> [DIRECTIVE 1]: Translate this sentence from the project description into Spanish: "All work for the project will be submitted on GitHub."
> [DIRECTIVE 2]: Pick up the project description at its last line and write what comes next.

---- ARTICLE

For this project you and your team will be reading and evaluating an article that uses multilevel or longitudinal modeling in their analysis.

This project will focus on reading and evaluating published research (rather than reproducing results as in mini-project 01). The goals of the project are to (1) explore how multilevel models are used in research, (2) understand how statistical results are presented in academic research.

Team assignments

You will work in teams of 3 - 4 students for this project. Click here for your team assignment.

Before getting stared on the proposal:

  • Come up with a fun team name.
  • Come up with a plan to communicate and work together outside of lab.
  • Come up with a plan for remote work if some team members are unable to attend lab or other team meetings in person.
  • Click here to submit your new team name.

Workflow

  • Project Week 01 (week of Mon, Feb 21): Select article and submit proposal.

  • Project Week 02 (week of Mon, Feb 28): Read article and complete article evaluation.

  • Project Week 03 (week of Mon, Mar 14): Work on draft reports and presentations

  • Project Week 04 (week of Mon, Mar 21): Peer review. Finalize reports and presentations.

  • Project Week 05 (week of Mon, Mar 28): Presentations and submit report.

(Note: Spring Break week of Mar 07)

Due dates

All work for the project will be submitted on GitHub.

  • Proposal: due Fri, Feb 25 at 11:59pm

  • Article evaluation: due Fri, Mar 04 at 11:59pm

  • Draft for peer review: due Thu, Mar 24 at 12pm (noon)

--------
---- DATASET EXTRACT

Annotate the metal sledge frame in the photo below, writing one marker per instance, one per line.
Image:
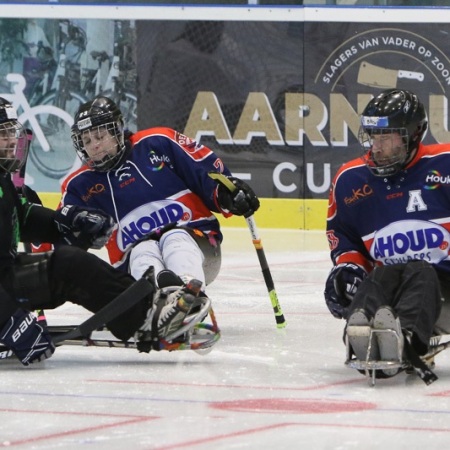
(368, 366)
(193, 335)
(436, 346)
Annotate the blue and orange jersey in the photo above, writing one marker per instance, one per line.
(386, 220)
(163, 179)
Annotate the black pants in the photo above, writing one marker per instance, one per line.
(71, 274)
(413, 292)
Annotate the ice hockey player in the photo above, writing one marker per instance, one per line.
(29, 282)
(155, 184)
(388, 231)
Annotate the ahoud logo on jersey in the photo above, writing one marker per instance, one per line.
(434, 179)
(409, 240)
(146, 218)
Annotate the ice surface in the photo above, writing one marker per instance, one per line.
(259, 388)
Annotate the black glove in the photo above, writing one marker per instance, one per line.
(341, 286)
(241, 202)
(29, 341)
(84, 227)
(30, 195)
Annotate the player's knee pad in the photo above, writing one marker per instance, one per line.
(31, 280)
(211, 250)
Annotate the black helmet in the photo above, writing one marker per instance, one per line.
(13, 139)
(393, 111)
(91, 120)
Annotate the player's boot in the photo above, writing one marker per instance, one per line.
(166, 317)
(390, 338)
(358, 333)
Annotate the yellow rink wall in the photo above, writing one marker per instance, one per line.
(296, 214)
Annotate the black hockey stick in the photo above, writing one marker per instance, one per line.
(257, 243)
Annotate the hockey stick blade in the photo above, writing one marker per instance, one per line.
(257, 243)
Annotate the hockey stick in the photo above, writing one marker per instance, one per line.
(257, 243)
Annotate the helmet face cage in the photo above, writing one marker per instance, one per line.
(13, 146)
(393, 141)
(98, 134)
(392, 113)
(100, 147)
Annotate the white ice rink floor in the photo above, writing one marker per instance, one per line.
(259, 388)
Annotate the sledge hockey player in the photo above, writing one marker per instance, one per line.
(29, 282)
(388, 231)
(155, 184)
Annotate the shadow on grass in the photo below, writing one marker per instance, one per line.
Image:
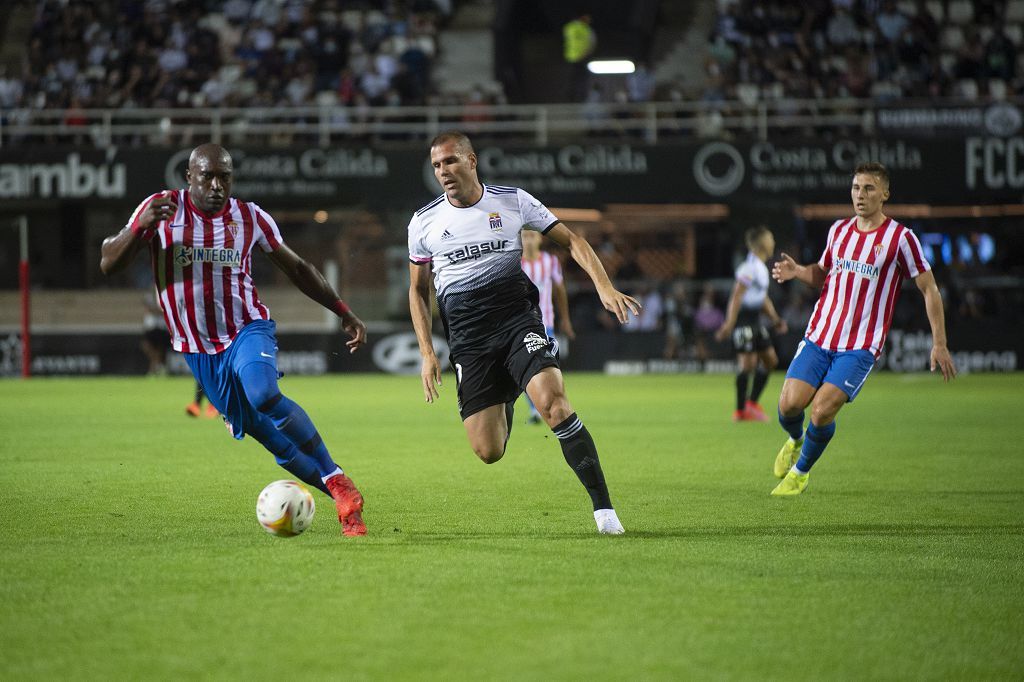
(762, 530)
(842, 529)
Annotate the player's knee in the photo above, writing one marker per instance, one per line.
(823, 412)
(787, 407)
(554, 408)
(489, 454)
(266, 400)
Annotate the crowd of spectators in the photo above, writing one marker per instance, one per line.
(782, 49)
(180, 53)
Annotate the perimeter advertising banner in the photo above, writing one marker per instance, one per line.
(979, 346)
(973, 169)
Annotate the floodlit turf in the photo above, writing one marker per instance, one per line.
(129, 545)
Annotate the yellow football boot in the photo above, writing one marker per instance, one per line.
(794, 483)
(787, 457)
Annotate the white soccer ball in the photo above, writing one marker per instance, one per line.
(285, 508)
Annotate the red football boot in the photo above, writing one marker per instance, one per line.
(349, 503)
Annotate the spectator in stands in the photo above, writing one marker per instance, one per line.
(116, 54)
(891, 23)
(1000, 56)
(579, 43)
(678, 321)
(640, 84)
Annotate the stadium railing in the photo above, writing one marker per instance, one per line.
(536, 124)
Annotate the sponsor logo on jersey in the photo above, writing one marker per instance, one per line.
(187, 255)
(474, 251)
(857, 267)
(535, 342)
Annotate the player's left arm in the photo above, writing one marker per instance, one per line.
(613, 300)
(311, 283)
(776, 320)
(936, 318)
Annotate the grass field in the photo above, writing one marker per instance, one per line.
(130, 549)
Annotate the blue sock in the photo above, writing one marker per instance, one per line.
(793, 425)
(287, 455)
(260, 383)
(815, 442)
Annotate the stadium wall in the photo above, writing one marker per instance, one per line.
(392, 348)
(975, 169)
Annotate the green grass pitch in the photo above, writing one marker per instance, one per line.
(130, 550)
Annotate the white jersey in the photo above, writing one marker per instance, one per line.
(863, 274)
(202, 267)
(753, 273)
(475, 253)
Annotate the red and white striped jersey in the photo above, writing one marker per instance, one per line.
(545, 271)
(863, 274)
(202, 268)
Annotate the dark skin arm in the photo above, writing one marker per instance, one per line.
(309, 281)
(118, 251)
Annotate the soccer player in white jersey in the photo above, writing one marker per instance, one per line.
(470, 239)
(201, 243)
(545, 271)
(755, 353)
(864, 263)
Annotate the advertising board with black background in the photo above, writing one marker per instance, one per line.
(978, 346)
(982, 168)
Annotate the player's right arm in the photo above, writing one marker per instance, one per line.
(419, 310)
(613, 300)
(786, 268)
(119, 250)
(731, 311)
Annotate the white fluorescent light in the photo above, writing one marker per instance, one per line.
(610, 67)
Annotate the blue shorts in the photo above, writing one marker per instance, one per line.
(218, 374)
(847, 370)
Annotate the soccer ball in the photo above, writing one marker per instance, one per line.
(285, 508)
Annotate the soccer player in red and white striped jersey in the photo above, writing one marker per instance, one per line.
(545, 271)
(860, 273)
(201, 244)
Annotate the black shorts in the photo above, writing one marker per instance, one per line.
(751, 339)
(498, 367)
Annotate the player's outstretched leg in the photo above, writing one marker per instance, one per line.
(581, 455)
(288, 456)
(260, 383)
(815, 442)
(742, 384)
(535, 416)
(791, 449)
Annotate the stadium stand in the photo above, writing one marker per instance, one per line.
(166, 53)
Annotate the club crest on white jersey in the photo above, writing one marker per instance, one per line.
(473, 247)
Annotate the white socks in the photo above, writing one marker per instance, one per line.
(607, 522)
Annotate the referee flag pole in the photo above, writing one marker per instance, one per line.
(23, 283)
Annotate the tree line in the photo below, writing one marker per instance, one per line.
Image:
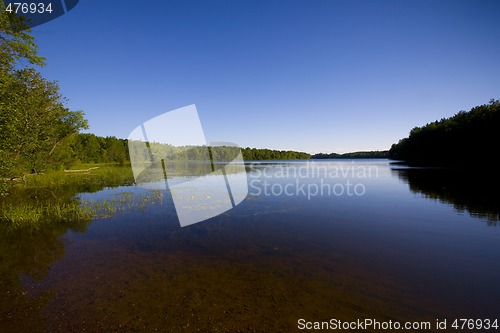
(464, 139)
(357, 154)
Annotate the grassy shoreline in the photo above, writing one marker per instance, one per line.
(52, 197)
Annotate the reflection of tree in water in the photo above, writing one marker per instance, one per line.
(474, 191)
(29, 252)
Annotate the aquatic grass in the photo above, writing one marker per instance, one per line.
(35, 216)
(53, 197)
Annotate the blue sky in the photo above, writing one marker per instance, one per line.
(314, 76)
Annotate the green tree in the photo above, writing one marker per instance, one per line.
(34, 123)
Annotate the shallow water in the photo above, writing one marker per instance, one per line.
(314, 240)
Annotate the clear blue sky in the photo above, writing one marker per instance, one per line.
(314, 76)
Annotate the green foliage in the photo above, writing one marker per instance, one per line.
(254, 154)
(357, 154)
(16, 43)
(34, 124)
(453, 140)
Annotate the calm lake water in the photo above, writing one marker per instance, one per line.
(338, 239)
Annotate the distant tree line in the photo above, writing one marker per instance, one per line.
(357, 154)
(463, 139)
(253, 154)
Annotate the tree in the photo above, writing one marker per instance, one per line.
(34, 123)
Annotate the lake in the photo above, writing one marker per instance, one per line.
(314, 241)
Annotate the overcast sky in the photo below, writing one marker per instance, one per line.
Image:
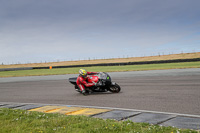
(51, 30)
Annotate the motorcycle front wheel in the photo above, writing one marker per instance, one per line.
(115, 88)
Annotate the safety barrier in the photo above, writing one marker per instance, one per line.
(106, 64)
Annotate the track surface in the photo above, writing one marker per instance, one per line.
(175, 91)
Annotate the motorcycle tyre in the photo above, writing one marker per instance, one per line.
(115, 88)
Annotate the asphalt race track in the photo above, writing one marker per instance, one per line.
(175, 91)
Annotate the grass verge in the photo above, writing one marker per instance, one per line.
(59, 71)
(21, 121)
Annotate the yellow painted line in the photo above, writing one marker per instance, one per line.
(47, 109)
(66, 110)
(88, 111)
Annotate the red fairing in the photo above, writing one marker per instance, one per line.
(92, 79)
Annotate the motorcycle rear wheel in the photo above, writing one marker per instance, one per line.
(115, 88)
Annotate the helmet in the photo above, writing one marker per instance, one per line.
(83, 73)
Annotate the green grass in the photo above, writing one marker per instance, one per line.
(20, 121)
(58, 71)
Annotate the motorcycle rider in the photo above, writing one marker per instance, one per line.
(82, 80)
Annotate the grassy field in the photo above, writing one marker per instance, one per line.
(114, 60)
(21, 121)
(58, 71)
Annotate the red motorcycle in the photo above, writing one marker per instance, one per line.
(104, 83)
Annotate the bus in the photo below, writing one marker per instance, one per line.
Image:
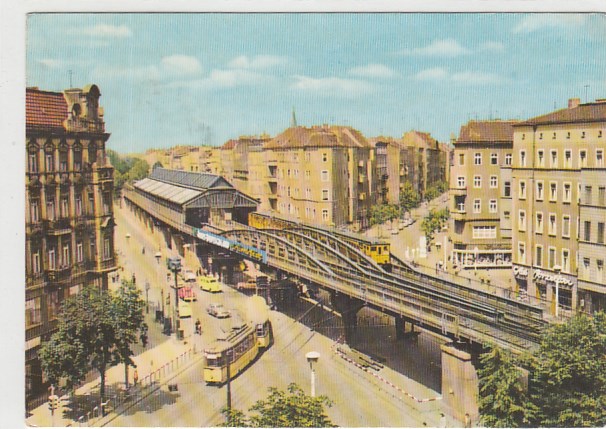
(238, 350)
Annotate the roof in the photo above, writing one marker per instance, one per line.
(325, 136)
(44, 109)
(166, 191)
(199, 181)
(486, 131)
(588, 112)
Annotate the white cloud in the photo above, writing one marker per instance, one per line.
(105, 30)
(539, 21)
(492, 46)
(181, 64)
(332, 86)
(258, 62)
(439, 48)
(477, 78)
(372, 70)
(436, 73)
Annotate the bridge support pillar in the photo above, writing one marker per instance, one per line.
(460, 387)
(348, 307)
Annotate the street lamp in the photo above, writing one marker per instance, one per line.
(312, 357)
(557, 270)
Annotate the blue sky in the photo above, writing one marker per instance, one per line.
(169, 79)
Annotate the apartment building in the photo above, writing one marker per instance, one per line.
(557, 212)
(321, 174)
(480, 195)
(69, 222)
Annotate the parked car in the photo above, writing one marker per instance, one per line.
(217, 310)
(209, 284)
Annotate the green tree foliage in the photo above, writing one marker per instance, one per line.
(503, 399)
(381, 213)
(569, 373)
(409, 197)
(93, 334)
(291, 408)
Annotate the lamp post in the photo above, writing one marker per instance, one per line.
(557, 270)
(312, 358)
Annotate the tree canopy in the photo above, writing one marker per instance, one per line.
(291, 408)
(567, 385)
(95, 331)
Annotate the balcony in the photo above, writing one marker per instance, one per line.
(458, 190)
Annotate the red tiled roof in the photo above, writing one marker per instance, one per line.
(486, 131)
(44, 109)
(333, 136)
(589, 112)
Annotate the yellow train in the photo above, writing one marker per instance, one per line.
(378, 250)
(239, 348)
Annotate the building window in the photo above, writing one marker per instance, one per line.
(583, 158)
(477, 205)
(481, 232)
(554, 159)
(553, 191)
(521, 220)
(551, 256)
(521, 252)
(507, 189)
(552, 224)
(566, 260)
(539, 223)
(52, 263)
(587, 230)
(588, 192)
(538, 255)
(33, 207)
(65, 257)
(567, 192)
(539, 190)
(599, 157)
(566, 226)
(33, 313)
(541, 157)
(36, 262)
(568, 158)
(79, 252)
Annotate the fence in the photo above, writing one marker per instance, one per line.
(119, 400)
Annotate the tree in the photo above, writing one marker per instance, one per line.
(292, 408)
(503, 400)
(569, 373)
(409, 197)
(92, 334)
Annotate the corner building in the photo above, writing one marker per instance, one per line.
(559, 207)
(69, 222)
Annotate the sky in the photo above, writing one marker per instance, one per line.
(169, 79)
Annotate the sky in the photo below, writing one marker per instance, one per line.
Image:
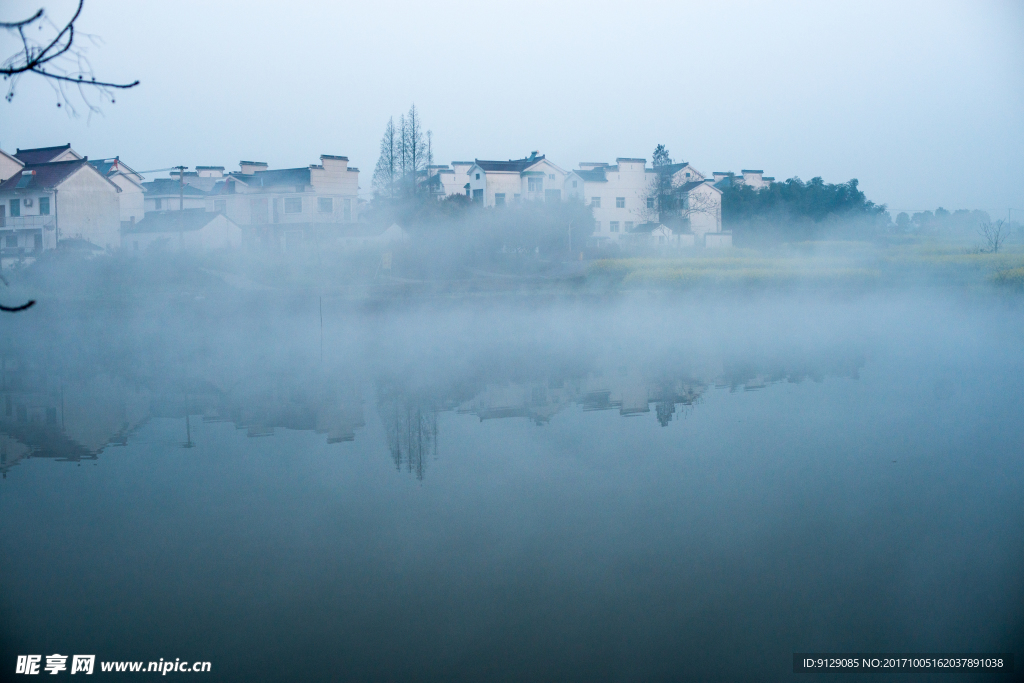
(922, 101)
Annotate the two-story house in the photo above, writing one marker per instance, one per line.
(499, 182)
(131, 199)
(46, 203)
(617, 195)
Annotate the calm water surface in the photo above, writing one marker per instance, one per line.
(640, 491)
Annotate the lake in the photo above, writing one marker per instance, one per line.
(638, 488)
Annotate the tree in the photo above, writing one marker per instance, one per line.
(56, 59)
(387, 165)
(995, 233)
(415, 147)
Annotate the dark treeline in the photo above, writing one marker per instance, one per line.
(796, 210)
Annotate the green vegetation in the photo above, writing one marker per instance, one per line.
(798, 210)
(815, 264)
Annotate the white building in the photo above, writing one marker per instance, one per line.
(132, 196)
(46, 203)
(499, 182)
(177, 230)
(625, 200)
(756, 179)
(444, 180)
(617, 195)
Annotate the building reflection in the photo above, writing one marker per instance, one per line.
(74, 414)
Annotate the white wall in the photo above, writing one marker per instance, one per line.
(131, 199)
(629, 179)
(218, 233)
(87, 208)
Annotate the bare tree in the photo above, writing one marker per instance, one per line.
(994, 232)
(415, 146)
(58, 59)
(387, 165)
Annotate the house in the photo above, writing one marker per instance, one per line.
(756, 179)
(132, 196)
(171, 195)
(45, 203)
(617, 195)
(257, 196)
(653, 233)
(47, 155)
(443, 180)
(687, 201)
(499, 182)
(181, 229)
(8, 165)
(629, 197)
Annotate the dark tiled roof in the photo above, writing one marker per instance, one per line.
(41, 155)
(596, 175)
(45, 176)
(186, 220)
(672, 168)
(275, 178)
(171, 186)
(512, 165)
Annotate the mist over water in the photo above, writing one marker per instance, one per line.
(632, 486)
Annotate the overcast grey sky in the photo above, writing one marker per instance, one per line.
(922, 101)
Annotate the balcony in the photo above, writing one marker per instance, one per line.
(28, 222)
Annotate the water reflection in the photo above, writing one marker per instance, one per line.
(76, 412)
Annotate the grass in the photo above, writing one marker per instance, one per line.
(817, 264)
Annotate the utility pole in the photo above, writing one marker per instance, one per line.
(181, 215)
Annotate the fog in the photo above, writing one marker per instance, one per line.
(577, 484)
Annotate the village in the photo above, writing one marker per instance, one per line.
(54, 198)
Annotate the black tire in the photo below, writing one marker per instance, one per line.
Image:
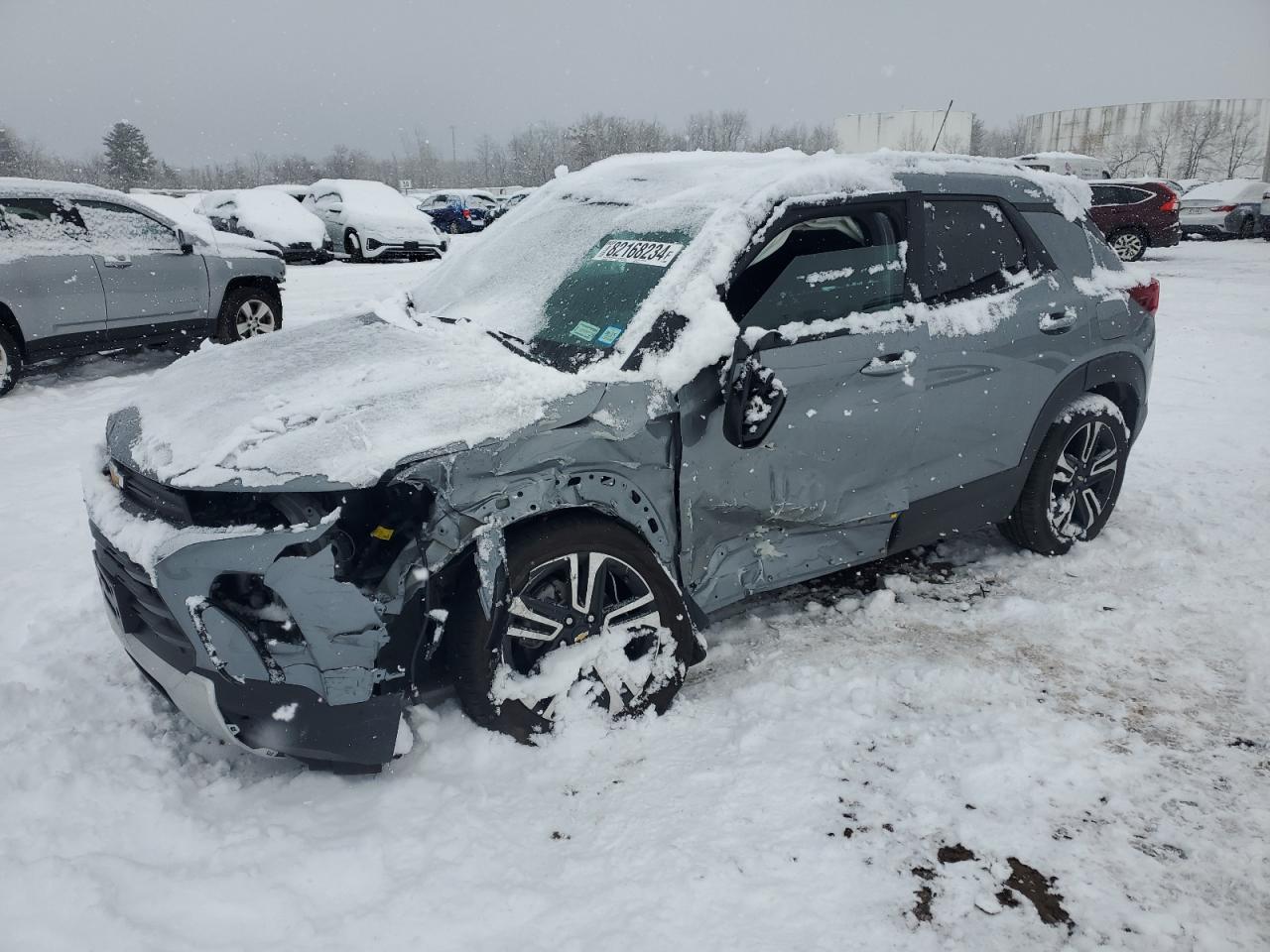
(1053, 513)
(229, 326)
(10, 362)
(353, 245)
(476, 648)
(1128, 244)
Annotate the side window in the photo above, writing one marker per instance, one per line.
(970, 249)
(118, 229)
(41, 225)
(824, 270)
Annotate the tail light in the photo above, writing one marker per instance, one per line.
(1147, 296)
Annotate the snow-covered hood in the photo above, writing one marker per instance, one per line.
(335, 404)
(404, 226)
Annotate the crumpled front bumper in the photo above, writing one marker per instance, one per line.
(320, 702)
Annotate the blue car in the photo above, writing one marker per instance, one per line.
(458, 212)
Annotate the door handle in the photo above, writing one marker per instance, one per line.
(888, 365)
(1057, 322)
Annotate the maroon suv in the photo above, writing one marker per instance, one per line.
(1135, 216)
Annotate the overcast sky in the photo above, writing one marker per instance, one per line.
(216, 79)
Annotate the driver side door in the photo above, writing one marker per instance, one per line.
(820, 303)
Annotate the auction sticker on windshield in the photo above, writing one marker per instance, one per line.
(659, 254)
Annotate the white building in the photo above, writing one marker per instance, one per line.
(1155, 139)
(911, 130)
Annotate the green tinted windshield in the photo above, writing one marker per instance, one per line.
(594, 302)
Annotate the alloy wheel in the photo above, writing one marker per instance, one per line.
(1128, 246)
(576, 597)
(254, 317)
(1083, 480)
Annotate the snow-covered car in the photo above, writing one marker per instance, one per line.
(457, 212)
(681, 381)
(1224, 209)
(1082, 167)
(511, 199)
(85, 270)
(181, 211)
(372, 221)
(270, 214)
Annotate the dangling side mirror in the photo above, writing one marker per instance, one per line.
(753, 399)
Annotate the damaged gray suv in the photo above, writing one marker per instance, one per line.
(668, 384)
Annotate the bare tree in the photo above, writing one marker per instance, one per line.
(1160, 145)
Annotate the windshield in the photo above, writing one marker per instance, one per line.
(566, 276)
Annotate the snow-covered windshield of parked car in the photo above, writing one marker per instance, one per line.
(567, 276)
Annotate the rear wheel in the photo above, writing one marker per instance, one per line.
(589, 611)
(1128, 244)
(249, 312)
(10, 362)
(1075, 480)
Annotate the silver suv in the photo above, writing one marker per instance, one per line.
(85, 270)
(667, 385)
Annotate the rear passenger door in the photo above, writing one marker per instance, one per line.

--------

> [EXPECTED OUTPUT 1]: Todo el trabajo del proyecto se entregará en GitHub.

> [EXPECTED OUTPUT 2]:
  • Peer reviews: due Thu, Mar 24 at 11:59pm

  • Presentation: due Mon, Mar 28 at 3:30pm

  • Written report: due Mon, Mar 28 at 11:59pm

Article

The article for this project must be published in an academic journal. Please ask a member of the teaching team if you are unsure whether the article is published in an academic journal. The article must incorporate the use of one or more models for analyzing correlated data (i.e., data with a multilevel structure) in the analysis. The model used in the paper does not have to be one we discuss in class. I’d encourage you to explore articles that use modeling beyond the scope of the class!

There does not have to be an accompanying data, as there is no required data analysis component to this project.

Use the terms “multilevel model” or “longitudinal model” along with any other topic key words to help find articles with relevant models. Below are a few useful places to search for articles:

See the Tips on finding articles section for tips on searching databases and Example articles section for articles.

Proposal

The proposal should include the following:

  • The citation for the article. If you’re using a .bib file you can use the default citation format in R Markdown (Chicago author-date format). Otherwise, use MLA format.

  • Brief summary about why you chose this article.

  • Brief summary of the article’s primary research objective.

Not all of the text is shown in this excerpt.